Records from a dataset
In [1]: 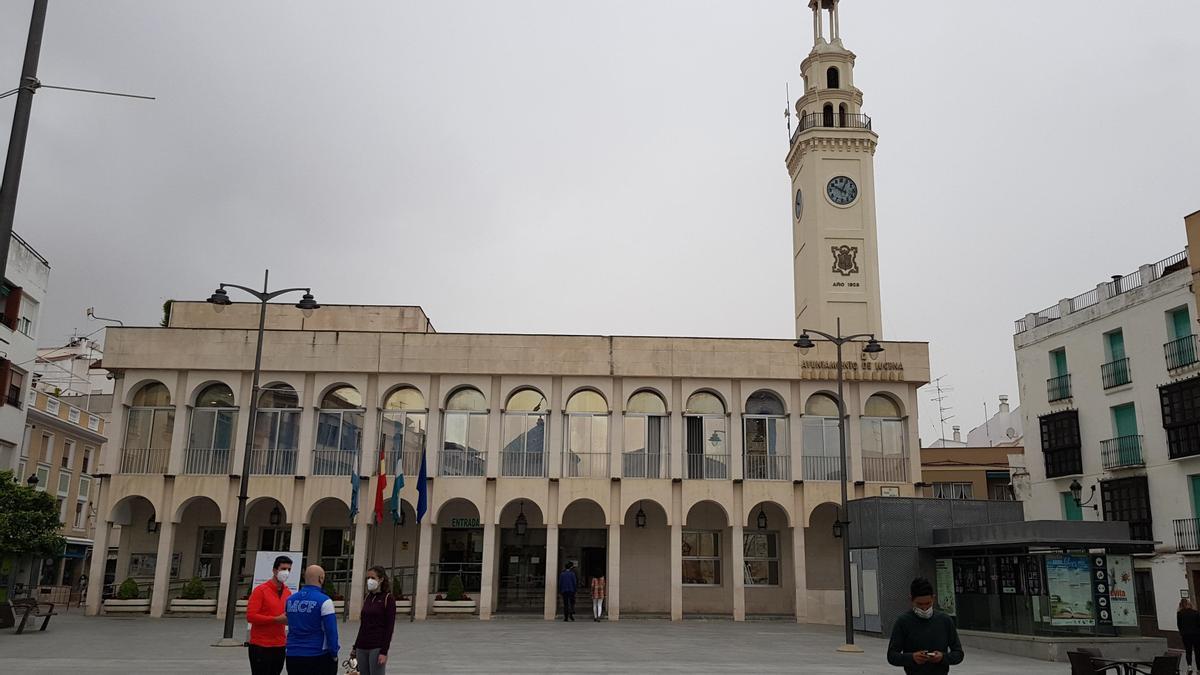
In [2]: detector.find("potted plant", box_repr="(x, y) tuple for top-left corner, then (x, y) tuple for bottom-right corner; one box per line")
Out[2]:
(170, 577), (217, 614)
(104, 577), (150, 614)
(433, 575), (475, 614)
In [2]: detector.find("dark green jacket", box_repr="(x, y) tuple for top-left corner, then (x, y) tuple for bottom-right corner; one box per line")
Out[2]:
(888, 610), (962, 675)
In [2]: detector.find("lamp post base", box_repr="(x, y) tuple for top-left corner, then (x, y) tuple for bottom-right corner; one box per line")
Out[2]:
(838, 643), (863, 653)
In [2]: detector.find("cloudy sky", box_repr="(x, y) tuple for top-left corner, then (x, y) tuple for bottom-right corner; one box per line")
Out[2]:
(0, 0), (1200, 442)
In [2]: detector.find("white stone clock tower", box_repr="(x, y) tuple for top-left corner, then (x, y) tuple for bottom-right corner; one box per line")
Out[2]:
(787, 0), (883, 338)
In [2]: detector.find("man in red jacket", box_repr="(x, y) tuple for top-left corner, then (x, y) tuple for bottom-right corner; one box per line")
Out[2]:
(246, 555), (292, 675)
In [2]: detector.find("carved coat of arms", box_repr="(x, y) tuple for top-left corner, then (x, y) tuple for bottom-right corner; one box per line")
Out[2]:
(829, 246), (858, 276)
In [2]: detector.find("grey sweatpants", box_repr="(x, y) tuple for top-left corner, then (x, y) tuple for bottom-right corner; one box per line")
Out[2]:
(355, 650), (388, 675)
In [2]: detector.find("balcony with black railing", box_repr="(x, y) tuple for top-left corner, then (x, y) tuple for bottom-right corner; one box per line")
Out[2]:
(1163, 335), (1200, 370)
(1100, 434), (1146, 468)
(1046, 372), (1070, 404)
(1100, 358), (1133, 389)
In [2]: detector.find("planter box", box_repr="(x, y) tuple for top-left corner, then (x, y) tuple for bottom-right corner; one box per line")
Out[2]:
(433, 601), (475, 614)
(104, 598), (150, 614)
(167, 598), (217, 614)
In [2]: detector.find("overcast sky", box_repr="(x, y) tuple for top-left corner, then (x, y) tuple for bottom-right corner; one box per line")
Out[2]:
(0, 0), (1200, 442)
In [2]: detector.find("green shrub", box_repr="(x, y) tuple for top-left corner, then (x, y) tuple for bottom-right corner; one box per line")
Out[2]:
(116, 577), (142, 601)
(179, 577), (208, 601)
(446, 574), (463, 602)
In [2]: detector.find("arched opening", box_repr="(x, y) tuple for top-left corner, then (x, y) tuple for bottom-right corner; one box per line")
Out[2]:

*Task details:* Put every line of the entries above into a Markdown table with the columns Row and Entry line. Number the rows, leave out blank lines, and keep the pictures out of your answer.

*Complete response:*
| Row | Entry line |
|---|---|
| 1 | In [1]:  |
| 2 | In [2]: detector.find("potted plant", box_repr="(x, y) tuple for top-left corner, then (x, y) tuple for bottom-right corner; one box per line") |
| 3 | Out[2]: |
| 4 | (170, 577), (217, 614) |
| 5 | (104, 577), (150, 614) |
| 6 | (433, 575), (475, 614) |
| 7 | In [2]: detector.find("dark green jacket", box_repr="(x, y) tuple for top-left corner, then (x, y) tuple for bottom-right corner; one box per line") |
| 8 | Out[2]: |
| 9 | (888, 610), (962, 675) |
| 10 | In [2]: detector.find("lamp post base", box_repr="(x, y) tuple for top-left corner, then (x, y) tuple for bottom-right corner; one box per line") |
| 11 | Out[2]: |
| 12 | (838, 643), (863, 653) |
| 13 | In [2]: detector.find("cloudy sky", box_repr="(x, y) tuple for top-left corner, then (x, y) tuple for bottom-right corner; one box per line") |
| 14 | Out[2]: |
| 15 | (0, 0), (1200, 442) |
| 16 | In [2]: detector.find("white stone clock tower", box_repr="(x, y) tuple for top-left corner, then (x, y) tuple for bottom-right corner; one box per line") |
| 17 | Out[2]: |
| 18 | (787, 0), (883, 338) |
| 19 | In [2]: detector.find("man in red jacket", box_repr="(x, y) tuple for top-left corner, then (x, y) tuple for bottom-right corner; one box per line") |
| 20 | Out[2]: |
| 21 | (246, 555), (292, 675) |
| 22 | In [2]: detector.find("carved coat of arms", box_repr="(x, y) tuple for top-left corner, then (x, y) tuple for bottom-right corner; one box per line") |
| 23 | Out[2]: |
| 24 | (829, 246), (858, 276) |
| 25 | In [2]: detector.find("grey sweatpants", box_repr="(x, y) tuple for top-left corner, then (x, y) tuple for bottom-right corner; one box per line") |
| 26 | Out[2]: |
| 27 | (355, 650), (388, 675) |
| 28 | In [2]: detector.find("balcony with black railing", box_repr="(x, y) tuple for top-left corner, then (x, y) tuple for bottom-right corner; one box per line") |
| 29 | Out[2]: |
| 30 | (1163, 335), (1200, 370) |
| 31 | (1100, 434), (1146, 468) |
| 32 | (1046, 372), (1070, 404) |
| 33 | (1100, 358), (1133, 389) |
| 34 | In [2]: detector.find("planter box", box_repr="(x, y) tuple for top-left corner, then (x, y) tuple for bottom-right corner; one box per line") |
| 35 | Out[2]: |
| 36 | (433, 601), (475, 614) |
| 37 | (104, 598), (150, 614) |
| 38 | (167, 598), (217, 614) |
| 39 | In [2]: detector.find("overcast sky", box_repr="(x, y) tuple for top-left corner, then (x, y) tuple for bottom-right corner; one box per line") |
| 40 | Out[2]: |
| 41 | (0, 0), (1200, 442) |
| 42 | In [2]: detector.find("green shrub", box_repr="(x, y) tuple for top-left corner, then (x, y) tuple for bottom-right corner; one box per line") |
| 43 | Out[2]: |
| 44 | (116, 577), (142, 601) |
| 45 | (179, 577), (208, 601) |
| 46 | (446, 574), (463, 602) |
| 47 | In [2]: detector.find("arched opening", box_repr="(x, y) tuple for top-left corner, then (x, y) tuple for bottom-right corner; one box per line") |
| 48 | Out[2]: |